== Passage for review ==

The University of Texas at Austin has developed a small, flexible endoscopic medical device fitted with a femtosecond laser that can remove diseased or damaged tissue while leaving healthy cells untouched.
Using an imaging technique known as two-photon fluorescence the endoscope’s microscope uses infrared light to penetrates up to 1mm into the tissue allowing surgeons to target individual cells or even cell nuclei. As the laser’s pulses are 200 quadrillionths of a second in duration its bursts are powerful but they can spare surrounding tissue. Its optics consist of commercial lenses, a specialised fibre to deliver the ultra-short laser pulses to the microscope, and a 750µm micro-electro-mechanical system scanning mirror.
‘All the optics we tested can go into a real endoscope,’ said Adela Ben-Yakar, the University’s principal investigator for the project. ‘The probe has proven that it’s functional and feasible and can be [manufactured] commercially.’
The system is ready to move into commercialisation according to Ben-Yakar. His group is currently collaborating on treating scarred vocal folds with a probe tailored for the larynx, and nanosurgery on brain neurons and synapses. However, the femtosecond laser endoscope will need at least five years of clinical testing before it receives approval by the US government’s Federal Drug Administration for human use. The entire endoscope probe package, which is 9.6mm in circumference and 23mm long, can fit into large endoscopes, such as those used for colonoscopies. The new design has so far been laboratory-tested on pig vocal chords and the tendons of rat tails, and an earlier prototype was laboratory-tested on human breast cancer cells. The work was supported by the National Science Foundation and by the University of Texas Board of Regents Texas Ignition Fund.

===

§ **What is required**: Retype, without any changes, the part of the laser endoscope article between "The University of Texas at" and "system scanning mirror.", inclusive.

== Supplied data ==

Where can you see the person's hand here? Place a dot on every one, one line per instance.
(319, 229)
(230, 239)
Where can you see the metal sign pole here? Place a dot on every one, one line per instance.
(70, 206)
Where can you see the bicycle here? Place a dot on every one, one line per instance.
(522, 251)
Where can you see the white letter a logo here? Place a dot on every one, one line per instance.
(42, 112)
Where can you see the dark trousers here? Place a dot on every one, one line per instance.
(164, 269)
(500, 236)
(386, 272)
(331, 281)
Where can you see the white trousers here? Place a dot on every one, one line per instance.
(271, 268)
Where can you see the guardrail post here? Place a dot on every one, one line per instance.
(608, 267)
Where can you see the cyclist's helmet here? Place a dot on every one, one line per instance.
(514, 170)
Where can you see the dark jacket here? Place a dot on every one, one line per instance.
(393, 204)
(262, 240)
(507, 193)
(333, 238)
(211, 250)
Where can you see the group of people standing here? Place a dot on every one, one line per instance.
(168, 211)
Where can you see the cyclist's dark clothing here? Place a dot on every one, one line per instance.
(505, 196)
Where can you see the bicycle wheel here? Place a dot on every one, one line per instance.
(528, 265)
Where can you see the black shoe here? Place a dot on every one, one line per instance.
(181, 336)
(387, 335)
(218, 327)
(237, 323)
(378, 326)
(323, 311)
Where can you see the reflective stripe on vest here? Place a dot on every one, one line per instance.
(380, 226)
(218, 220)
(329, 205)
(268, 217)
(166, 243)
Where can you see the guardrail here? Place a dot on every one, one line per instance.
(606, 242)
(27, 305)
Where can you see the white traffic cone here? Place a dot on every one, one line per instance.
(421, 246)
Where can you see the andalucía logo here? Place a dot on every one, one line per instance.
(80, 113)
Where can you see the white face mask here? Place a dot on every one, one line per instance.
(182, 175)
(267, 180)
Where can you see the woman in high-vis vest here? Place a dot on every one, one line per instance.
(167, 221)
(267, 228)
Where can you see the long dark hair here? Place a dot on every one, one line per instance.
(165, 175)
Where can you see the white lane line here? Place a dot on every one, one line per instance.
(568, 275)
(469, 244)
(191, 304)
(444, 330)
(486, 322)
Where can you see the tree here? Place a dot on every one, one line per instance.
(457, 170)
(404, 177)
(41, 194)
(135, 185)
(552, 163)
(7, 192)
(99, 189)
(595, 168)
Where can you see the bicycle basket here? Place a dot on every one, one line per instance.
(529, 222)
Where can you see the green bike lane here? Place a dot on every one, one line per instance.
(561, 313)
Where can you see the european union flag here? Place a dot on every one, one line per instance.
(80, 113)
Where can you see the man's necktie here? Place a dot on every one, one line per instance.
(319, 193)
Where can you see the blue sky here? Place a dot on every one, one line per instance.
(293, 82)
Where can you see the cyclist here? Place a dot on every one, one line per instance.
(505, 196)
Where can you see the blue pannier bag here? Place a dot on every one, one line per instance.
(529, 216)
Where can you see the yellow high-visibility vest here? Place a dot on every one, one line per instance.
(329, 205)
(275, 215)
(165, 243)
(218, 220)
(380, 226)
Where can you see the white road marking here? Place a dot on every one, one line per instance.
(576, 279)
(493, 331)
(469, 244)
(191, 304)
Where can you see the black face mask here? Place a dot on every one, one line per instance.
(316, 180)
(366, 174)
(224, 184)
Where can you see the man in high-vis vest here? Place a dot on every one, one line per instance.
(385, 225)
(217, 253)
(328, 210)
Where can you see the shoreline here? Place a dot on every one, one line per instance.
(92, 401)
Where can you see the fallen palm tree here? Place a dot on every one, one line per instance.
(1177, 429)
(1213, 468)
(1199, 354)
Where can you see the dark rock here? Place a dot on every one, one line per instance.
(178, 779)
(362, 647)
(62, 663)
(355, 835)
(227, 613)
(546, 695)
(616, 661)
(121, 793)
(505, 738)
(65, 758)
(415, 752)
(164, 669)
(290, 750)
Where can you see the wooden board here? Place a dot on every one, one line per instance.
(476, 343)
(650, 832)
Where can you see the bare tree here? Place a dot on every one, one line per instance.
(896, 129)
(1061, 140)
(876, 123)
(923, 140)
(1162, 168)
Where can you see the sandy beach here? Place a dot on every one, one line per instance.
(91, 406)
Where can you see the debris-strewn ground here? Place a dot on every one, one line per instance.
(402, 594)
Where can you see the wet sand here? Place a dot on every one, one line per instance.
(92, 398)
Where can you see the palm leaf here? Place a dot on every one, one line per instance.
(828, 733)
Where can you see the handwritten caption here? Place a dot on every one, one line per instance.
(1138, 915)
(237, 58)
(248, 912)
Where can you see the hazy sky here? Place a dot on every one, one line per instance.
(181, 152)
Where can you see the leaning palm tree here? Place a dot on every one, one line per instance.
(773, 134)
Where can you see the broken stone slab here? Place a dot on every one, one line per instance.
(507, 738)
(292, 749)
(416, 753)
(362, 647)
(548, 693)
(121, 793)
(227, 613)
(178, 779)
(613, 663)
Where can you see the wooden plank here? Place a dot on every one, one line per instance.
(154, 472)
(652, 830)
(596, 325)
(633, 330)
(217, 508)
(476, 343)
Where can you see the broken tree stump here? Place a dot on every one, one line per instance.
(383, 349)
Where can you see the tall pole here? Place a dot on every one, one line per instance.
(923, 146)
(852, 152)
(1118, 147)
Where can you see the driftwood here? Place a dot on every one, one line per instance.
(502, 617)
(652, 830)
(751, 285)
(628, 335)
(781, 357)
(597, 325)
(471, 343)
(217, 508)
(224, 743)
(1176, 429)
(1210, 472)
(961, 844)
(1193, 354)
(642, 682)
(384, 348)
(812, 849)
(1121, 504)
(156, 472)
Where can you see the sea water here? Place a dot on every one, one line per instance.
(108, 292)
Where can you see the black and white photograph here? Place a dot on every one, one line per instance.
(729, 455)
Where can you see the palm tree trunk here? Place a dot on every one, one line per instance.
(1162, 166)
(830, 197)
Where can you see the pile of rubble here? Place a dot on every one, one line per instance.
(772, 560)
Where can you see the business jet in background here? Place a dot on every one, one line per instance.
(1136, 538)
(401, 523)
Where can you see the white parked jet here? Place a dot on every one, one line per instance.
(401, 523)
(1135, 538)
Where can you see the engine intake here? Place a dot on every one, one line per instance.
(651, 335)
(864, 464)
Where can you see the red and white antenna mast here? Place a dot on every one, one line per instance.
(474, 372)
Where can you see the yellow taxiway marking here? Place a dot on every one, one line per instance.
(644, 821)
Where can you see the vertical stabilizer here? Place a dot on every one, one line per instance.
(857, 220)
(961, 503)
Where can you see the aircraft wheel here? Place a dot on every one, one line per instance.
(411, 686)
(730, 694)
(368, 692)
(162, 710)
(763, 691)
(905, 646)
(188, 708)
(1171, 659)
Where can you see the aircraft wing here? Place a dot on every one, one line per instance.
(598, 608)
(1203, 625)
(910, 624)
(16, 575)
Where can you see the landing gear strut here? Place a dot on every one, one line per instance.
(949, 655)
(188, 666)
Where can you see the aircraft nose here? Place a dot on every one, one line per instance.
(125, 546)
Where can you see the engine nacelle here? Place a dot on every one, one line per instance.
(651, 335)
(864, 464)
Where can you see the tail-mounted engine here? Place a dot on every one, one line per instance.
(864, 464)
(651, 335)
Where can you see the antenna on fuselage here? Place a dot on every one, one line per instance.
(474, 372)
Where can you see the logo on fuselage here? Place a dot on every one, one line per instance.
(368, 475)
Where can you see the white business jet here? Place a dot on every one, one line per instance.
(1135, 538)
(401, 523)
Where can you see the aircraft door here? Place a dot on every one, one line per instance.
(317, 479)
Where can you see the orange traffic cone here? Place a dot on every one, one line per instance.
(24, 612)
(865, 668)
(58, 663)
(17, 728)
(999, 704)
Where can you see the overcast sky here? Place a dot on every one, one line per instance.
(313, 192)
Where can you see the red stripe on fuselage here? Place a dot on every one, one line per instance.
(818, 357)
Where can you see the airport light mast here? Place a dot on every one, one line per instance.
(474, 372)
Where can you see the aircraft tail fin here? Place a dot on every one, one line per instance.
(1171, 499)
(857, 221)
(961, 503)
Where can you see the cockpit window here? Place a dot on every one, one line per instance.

===

§ **Response area**:
The University of Texas at Austin has developed a small, flexible endoscopic medical device fitted with a femtosecond laser that can remove diseased or damaged tissue while leaving healthy cells untouched.
Using an imaging technique known as two-photon fluorescence the endoscope’s microscope uses infrared light to penetrates up to 1mm into the tissue allowing surgeons to target individual cells or even cell nuclei. As the laser’s pulses are 200 quadrillionths of a second in duration its bursts are powerful but they can spare surrounding tissue. Its optics consist of commercial lenses, a specialised fibre to deliver the ultra-short laser pulses to the microscope, and a 750µm micro-electro-mechanical system scanning mirror.